# DOCUMENT PASSAGE:
----------

Ben Farinazzo’s story revolves around recognising when you’re pushing yourself too far, and accepting we’re all human and vulnerable.
It might seem like an odd thing to say for a soldier and gold medal athlete, professions where the mantra centres around consistently trying to push your body beyond its physical limit.
But things changed when post-traumatic stress disorder (PTSD) left Ben in the fetal position in the shower, screaming out to his wife to take him to hospital, more than a decade after serving in East Timor and leaving the military.
“I went catatonic – I could not speak and I completely shut down,” he says. “I was not fully aware of what was going on with me.
“I had always been pushing, pushing, pushing, and eventually it caught up with me and I needed to work out a new way of approaching life and understanding myself better.”
The world was suddenly overwhelming and too much to process as Ben began ‘drip feeding’ his way back to life. It was one step forward, two steps back for such a long time.
“Every time I thought I was well enough to leave the hospital, I would come out into the sun and would only be able to hold my gaze for a few minutes and would have to go back into hospital again,” he says.
“Part of the recovery was learning to just appreciate my humanity and the vulnerability of being human – that you can push yourself to breaking point.”
Then, in a cruel twist, his greatest struggle was born from his recovery efforts following more than a year in hospital for his mental health. While bike riding in the hills behind Jerrabomberra on Australia Day in 2015, Ben crashed and broke his neck and back in five places.
Slowly during the next few years, Ben began piecing together his mental and physical wellbeing as he learned to walk again and appreciate the smaller things he had previously taken for granted.
“I basically had to get back home to see my family again, to use my arms to hug my kids, to be able to kiss my wife and appreciate the simple things in life,” he says.
“It was a period in my life when I had to reflect on everything that was important to me and reflect on what I wanted.”
After pondering from his hospital bed how nice it would be to watch the sunrise and the birds from Lake Burley Griffin, Ben turned to rowing.
He joined a group of veterans who were doing some training, where he learned about the Invictus Games, an international sporting event for wounded, injured and sick veterans, and currently serving personnel.

----------

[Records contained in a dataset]
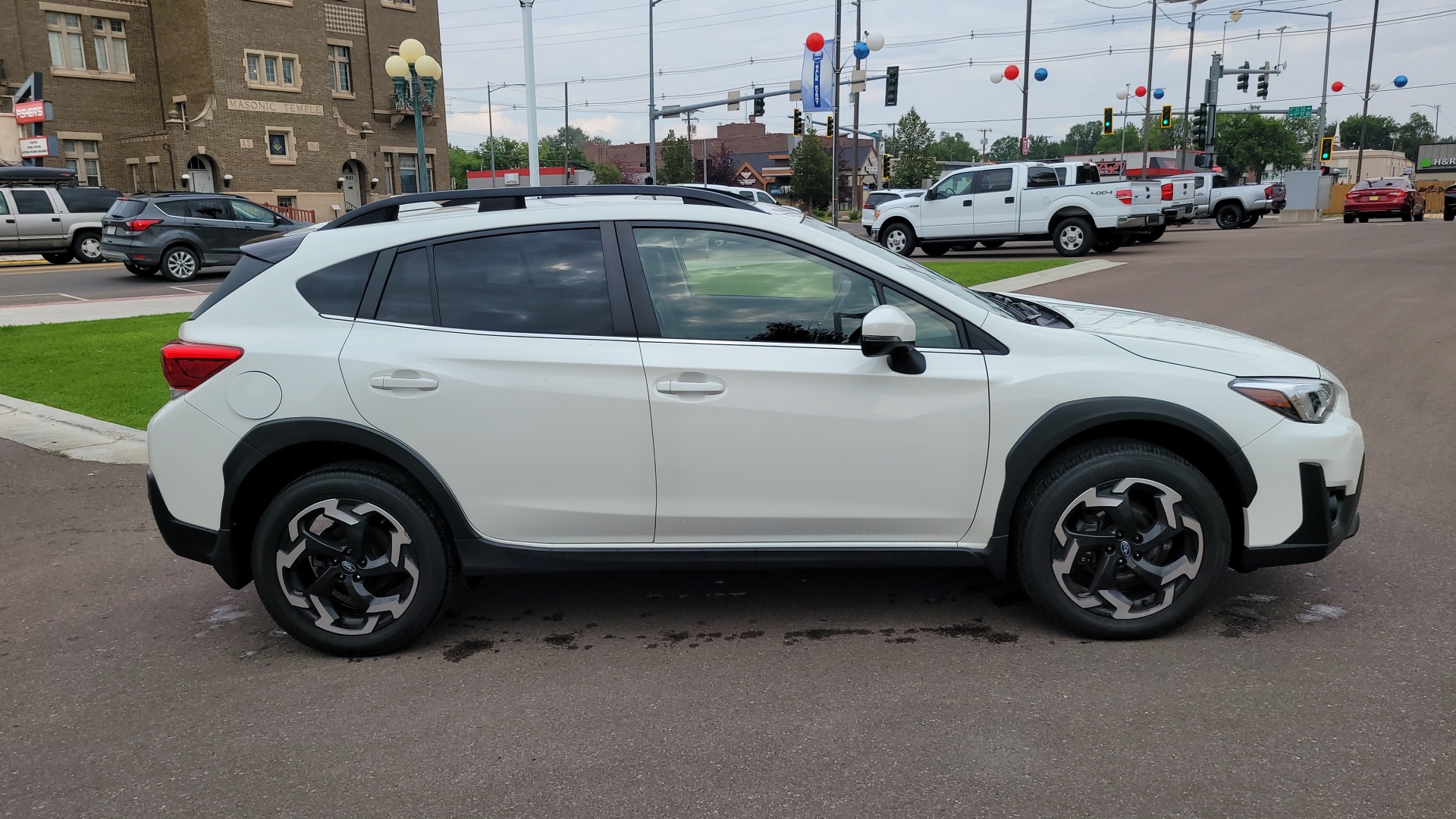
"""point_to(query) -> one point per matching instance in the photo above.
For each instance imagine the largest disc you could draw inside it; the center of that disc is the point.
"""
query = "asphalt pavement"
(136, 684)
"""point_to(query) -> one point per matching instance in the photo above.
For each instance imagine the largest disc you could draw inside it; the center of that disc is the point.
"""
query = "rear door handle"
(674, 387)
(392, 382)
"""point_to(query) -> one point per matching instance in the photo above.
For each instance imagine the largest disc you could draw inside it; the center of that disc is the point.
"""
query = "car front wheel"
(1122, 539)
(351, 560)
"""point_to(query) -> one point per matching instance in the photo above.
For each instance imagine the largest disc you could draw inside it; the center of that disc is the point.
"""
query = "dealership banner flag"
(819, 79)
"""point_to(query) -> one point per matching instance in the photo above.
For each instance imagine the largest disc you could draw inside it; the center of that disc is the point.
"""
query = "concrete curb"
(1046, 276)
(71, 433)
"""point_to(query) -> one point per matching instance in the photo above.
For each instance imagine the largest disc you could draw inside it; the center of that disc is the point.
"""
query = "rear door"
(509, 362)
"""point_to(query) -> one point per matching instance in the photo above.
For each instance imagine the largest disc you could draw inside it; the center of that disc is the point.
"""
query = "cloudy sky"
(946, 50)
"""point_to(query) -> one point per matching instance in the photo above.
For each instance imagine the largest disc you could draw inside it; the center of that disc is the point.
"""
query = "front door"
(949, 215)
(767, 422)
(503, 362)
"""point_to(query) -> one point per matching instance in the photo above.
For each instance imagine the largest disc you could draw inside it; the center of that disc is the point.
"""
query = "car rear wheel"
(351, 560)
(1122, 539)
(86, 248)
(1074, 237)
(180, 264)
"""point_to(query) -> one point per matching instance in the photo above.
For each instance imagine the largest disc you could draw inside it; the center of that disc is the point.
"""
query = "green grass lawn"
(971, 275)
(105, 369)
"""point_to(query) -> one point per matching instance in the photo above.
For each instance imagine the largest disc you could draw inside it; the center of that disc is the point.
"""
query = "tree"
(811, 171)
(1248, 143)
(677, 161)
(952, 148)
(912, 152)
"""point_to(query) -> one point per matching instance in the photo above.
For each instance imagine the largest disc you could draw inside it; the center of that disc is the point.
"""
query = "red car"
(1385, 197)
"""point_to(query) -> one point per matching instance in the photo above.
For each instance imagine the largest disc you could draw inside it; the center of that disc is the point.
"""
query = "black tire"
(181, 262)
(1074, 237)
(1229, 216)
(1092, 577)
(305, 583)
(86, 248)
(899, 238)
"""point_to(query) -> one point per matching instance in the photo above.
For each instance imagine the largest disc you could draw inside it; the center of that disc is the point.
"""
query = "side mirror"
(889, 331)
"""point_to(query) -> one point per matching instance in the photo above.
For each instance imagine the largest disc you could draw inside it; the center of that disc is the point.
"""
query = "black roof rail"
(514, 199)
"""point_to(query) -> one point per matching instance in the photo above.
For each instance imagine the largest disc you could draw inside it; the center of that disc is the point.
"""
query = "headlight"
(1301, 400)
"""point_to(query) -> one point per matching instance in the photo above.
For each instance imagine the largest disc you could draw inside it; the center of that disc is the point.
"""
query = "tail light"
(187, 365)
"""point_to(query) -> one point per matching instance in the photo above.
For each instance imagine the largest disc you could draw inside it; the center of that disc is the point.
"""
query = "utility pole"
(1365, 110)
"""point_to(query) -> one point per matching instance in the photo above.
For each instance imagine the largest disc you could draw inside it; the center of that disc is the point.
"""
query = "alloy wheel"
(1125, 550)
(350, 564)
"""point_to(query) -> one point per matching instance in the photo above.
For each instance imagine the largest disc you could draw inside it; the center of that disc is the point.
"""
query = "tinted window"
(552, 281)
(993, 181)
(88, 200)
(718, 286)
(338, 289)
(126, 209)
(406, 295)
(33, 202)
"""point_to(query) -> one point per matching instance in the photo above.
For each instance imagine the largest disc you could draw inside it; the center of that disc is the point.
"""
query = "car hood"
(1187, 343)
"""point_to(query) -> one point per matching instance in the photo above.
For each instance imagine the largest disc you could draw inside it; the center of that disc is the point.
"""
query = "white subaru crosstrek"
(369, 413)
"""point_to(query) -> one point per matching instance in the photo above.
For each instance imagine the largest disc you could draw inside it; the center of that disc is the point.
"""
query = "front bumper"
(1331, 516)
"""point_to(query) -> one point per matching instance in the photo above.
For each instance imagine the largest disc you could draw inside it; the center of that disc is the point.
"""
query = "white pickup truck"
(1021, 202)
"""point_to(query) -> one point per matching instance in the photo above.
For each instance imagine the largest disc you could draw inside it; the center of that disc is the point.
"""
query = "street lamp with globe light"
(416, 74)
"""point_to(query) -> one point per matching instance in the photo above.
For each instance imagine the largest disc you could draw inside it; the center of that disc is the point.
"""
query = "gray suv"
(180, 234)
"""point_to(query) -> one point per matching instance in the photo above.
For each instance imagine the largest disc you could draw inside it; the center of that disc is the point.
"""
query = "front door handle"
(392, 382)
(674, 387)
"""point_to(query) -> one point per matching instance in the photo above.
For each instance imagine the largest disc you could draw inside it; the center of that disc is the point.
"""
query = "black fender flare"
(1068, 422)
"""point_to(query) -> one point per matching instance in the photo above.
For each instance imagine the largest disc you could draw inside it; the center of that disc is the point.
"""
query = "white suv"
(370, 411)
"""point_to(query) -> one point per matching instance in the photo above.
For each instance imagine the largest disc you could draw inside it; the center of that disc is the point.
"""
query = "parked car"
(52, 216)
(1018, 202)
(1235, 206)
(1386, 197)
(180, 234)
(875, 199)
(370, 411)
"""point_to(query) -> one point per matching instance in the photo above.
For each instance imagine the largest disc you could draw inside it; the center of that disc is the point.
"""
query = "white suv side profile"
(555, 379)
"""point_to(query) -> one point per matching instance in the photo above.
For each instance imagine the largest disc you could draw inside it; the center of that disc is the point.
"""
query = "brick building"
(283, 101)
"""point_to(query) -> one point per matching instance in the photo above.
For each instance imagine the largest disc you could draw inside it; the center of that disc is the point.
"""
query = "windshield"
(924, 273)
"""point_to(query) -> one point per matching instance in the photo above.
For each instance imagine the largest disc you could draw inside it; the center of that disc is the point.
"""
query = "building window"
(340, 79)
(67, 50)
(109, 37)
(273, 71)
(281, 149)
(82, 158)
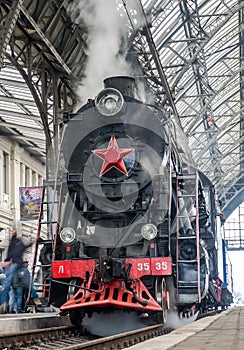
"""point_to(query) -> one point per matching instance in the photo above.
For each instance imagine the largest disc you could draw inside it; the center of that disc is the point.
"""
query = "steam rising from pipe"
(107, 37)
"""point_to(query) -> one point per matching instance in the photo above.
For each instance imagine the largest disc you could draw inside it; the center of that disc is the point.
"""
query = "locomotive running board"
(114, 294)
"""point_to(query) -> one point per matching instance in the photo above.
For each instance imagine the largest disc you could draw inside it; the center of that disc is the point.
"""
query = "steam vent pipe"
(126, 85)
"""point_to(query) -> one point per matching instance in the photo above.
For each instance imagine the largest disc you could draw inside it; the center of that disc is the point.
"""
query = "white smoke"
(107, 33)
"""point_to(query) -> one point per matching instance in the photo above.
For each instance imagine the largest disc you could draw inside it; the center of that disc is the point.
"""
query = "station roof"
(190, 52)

----------

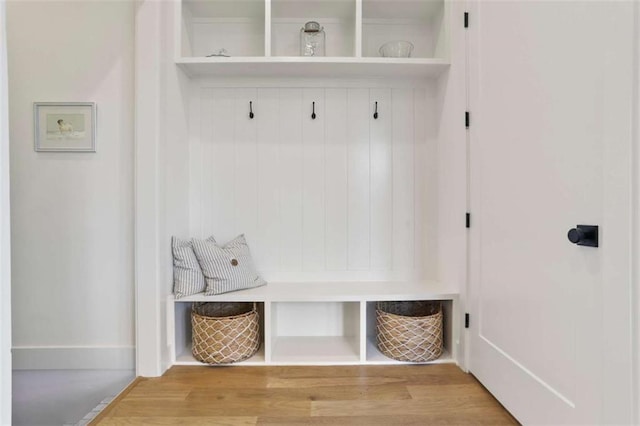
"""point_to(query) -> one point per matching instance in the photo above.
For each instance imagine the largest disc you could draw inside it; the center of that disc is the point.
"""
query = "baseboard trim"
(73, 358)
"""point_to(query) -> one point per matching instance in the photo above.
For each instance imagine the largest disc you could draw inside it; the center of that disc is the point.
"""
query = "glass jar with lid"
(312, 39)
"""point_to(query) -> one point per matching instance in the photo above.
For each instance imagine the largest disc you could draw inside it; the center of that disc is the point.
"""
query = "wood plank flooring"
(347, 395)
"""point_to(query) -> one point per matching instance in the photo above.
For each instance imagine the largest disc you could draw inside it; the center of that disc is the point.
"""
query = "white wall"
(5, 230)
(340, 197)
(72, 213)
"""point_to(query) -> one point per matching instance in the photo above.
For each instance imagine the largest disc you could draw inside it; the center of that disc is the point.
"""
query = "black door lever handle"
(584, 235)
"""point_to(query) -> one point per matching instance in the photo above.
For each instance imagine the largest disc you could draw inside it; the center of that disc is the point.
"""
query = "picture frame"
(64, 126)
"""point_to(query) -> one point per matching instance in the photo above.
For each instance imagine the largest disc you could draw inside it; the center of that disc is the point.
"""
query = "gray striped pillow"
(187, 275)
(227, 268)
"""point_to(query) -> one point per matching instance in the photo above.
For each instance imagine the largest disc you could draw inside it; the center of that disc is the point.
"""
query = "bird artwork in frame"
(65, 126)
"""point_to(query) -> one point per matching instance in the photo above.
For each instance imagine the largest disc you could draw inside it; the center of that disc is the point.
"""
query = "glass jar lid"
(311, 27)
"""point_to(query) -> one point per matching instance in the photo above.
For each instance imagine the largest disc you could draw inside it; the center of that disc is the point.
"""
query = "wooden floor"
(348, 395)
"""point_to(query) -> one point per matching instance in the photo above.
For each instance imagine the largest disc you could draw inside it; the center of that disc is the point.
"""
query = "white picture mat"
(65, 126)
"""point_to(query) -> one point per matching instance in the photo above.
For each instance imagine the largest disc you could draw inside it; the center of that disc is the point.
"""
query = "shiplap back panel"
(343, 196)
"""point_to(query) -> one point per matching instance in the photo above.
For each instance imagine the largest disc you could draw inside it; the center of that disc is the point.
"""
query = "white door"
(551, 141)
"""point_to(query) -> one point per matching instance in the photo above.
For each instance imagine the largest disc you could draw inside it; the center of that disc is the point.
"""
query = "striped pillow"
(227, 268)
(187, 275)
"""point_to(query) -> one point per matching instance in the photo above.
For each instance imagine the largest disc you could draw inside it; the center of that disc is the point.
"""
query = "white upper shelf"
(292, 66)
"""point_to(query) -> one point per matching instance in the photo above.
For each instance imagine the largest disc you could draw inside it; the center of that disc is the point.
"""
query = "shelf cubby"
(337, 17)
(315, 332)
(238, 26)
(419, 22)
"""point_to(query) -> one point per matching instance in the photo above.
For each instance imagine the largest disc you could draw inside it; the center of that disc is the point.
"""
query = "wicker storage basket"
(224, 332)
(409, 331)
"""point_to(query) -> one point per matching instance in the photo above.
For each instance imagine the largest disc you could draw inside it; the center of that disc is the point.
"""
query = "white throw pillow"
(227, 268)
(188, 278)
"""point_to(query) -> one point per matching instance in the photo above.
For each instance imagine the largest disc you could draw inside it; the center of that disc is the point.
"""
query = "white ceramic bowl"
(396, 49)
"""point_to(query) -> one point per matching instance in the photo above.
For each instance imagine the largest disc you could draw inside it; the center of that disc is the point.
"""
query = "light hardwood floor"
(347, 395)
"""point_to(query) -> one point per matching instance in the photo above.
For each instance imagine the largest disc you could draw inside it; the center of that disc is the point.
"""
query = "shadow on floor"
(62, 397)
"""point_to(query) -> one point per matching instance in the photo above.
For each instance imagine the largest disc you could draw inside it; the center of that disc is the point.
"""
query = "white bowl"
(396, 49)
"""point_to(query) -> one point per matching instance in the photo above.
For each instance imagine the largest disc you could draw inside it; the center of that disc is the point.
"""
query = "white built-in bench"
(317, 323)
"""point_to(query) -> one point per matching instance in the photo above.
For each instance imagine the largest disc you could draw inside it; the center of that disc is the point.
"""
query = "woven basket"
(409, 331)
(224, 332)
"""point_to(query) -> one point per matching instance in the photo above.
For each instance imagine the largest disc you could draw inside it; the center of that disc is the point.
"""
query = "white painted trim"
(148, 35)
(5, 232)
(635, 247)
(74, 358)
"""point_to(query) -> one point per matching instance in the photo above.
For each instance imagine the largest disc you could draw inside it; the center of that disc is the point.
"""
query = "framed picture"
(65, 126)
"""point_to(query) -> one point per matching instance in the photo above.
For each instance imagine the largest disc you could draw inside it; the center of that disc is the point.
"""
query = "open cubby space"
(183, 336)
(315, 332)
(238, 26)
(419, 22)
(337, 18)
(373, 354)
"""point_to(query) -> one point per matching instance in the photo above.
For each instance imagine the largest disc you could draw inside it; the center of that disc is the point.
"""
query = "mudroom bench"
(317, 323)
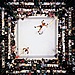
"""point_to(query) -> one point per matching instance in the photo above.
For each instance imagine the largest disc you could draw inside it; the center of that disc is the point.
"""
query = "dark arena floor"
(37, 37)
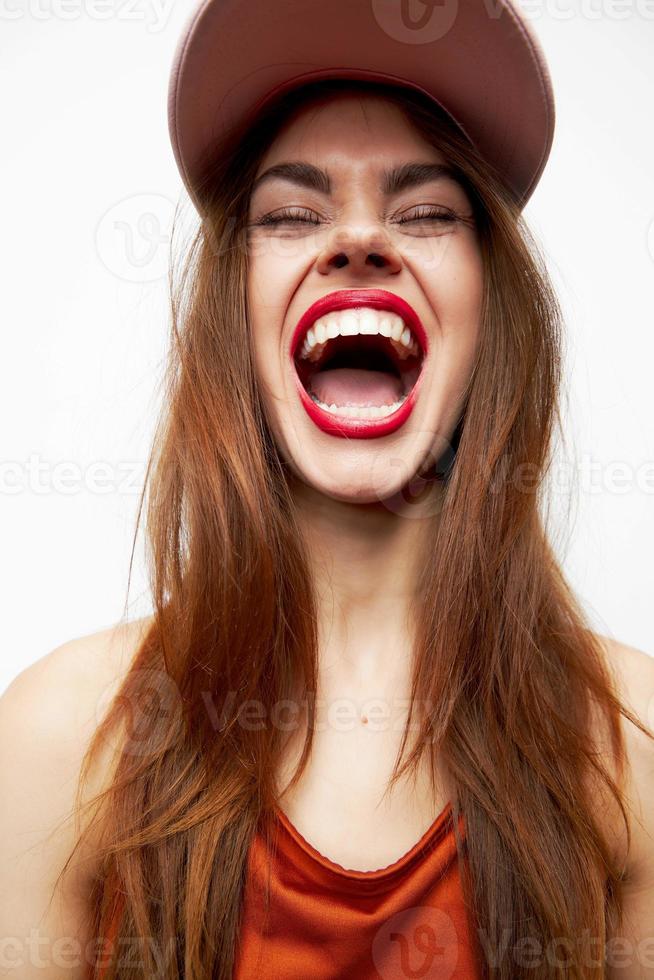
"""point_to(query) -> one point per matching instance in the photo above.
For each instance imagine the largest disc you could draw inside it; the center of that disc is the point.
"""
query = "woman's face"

----------

# BRIEF A:
According to the passage about Ben Farinazzo, what led him to take up rowing? Answer in one to three sentences.
# BRIEF B:
Proceed with the passage about Ben Farinazzo, picking up after its final sentence.

# REPLY A:
While lying in his hospital bed, Ben thought about how nice it would be to watch the sunrise and the birds from Lake Burley Griffin. That thought led him to turn to rowing.

# REPLY B:
“I found myself leaving my house for the first time in three years to go for a selection trial at the AIS and ended up getting into the team, being selected for both indoor rowing and powerlifting,” says Ben.
It wasn’t a bad haul for the former soldier who came home with two gold medals at the 2018 Invictus Games.
Ben then decided to join Lifeline and Soldier On as an ambassador when he returned to Canberra to tell his story and raise awareness around mental health and the healing power of sport.
To this day, he never knows how his story will be received.
For Ben, it is not about professing to be some sort of mental health expert and telling people what to do. Rather, it is about helping people find their own path.
“There is a power in it in that it gives people permission to share their stories and to be brave enough to talk about the challenges in their lives and speak out for help,” he says.
“But it is also about being grateful for the little things in life – living in Canberra, living in this part of the world, and taking a moment to reach out to people who are doing it hard.”
Ben was scheduled to tell his story at the Menslink Midweeker on Wednesday, 25 August, but his appearance has now been pushed back to February 2022 due to the COVID-19 lockdown.
Working with Menslink CEO Marty Fisk, he continues to help the young men he sees facing challenges such as drugs, homelessness, violence at home or loneliness from a lack of male mentors.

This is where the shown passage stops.